====== Given passage

A concept for a “virtual vehicle passport” has been put to the bodyshop industry, as a means of reassuring consumers of vehicle repair quality and accident history.

Former senior police officer John Dwyer is pushing for the creation of an internet database of vehicle ownership, finance and accident and repair history. He believes it could be crucial in eliminating malpractice in accident repair, particularly if linked to the PAS125 BSI/Thatcham Kitemark programme.

Dwyer has consulted with IT specialists and hopes to have a pilot database operational within a year. He is calling for input from accident repairers and insurers.

The campaigner has outlined the concept for the virtual vehicle passport to Thatcham chief executive Peter Roberts, arguing that the system would help alleviate concerns about the body repair industry’s ability to properly repair modern vehicles containing ultra high-strength steels.

============

> [Exercise task A]
Answer these questions about the article on the virtual vehicle passport:
(i) What post did John Dwyer formerly hold?
(ii) Within what period does Dwyer hope to have a pilot database operational?
(iii) To whom has Dwyer outlined the concept?
> [Exercise task B]
Carry the article on the virtual vehicle passport further, picking up right after its final sentence.

====== Information shown

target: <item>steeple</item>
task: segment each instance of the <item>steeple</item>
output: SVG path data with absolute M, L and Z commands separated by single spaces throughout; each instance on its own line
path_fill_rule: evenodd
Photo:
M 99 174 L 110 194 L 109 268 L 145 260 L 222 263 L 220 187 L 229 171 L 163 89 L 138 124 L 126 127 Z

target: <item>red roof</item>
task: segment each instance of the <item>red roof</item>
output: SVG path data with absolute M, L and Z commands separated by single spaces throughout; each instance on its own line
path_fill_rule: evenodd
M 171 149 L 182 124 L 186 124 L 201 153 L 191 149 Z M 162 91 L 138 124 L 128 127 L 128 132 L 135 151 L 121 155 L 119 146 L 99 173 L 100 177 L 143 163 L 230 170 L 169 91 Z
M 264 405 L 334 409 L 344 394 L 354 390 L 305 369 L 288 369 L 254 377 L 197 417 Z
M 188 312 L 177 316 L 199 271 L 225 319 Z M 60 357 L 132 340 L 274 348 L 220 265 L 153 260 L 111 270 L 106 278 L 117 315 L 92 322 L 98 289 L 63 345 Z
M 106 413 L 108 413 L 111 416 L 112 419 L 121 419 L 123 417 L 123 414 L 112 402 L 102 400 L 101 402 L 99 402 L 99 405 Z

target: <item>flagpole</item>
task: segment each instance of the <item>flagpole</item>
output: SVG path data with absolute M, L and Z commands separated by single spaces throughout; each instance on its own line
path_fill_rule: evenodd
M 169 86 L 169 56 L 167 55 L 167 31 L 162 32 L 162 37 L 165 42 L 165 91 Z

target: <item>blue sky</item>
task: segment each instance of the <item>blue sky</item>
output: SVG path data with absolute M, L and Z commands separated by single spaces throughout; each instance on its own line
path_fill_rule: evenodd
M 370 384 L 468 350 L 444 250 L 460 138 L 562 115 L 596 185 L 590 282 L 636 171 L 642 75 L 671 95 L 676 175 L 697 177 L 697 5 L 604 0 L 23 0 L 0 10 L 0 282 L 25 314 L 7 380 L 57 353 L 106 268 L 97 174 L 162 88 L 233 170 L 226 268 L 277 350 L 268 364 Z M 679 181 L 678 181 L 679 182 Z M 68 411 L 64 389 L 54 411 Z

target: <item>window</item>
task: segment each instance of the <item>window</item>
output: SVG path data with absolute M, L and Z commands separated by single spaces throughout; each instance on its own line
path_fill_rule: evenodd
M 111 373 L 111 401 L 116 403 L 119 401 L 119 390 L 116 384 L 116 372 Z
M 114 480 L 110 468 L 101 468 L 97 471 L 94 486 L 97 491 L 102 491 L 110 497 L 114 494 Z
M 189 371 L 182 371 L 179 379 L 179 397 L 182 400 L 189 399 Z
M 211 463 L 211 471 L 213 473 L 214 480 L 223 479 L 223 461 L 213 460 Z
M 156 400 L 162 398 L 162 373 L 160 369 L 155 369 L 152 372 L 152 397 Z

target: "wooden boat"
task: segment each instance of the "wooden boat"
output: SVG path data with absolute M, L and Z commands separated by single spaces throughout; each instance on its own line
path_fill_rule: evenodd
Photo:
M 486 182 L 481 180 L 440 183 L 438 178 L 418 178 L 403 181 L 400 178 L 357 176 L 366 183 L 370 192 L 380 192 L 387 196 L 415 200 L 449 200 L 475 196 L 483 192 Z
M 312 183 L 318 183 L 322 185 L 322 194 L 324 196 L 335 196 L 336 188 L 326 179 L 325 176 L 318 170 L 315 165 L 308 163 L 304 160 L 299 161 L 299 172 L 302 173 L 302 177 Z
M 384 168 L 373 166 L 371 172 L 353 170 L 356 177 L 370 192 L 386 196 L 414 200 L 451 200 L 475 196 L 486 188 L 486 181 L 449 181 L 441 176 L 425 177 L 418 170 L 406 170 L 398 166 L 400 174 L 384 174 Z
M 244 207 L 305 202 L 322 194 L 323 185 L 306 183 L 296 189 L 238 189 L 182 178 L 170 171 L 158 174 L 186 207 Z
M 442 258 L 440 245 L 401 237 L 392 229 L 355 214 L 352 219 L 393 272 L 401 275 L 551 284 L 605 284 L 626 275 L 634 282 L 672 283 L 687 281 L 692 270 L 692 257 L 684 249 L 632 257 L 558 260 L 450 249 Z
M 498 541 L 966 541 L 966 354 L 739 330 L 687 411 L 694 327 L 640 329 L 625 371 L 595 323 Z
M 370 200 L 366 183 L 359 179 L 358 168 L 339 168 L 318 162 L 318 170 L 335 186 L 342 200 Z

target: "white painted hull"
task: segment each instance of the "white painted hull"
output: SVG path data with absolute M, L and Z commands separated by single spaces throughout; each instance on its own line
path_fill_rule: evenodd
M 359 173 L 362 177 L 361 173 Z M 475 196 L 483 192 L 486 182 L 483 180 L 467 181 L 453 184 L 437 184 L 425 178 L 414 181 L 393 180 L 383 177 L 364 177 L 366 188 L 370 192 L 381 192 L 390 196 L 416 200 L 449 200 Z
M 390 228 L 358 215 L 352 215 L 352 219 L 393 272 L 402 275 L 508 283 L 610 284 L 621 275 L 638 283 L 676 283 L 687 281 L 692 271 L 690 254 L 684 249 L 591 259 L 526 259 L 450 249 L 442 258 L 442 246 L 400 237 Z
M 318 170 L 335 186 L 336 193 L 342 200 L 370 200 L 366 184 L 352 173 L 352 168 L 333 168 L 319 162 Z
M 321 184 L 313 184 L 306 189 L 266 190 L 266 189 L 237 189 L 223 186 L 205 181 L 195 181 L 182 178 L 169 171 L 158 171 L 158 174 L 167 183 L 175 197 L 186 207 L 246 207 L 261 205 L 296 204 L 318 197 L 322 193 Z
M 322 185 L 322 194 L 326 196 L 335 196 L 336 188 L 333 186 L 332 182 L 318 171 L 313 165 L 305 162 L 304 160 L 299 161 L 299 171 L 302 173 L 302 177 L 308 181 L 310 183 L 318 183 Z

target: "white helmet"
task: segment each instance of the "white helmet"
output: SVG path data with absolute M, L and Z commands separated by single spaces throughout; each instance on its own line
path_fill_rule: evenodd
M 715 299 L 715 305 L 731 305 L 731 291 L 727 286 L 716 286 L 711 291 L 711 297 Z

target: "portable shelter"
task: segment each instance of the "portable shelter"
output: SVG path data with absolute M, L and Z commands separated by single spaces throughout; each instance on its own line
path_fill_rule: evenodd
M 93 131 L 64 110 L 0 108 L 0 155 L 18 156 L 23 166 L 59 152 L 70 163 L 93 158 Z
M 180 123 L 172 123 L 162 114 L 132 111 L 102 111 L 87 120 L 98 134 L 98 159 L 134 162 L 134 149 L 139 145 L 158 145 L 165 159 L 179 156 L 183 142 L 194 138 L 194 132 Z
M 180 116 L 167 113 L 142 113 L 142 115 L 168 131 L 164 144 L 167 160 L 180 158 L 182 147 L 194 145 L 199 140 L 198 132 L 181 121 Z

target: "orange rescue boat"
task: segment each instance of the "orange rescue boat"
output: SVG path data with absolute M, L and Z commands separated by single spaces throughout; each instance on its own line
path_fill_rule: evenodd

============

> [Written reply A]
(i) Senior police officer
(ii) Within a year
(iii) Thatcham chief executive Peter Roberts

> [Written reply B]
Roberts plans to discuss the proposal with partners in the PAS125 standard.

Dwyer, former assistant chief constable of Cheshire, originally considered a national repair database to help car buyers check for accident history. But the system could record repairer details, providing traceability for incorrect repairs, finance information and whether it has been previously stolen.

“I’d like to create a one-stop shop for the public to obtain all the info they need before buying a second-hand car. A logbook-type system would provide an audit trail for all aspects of car ownership and would raise industry standards,” said Dwyer.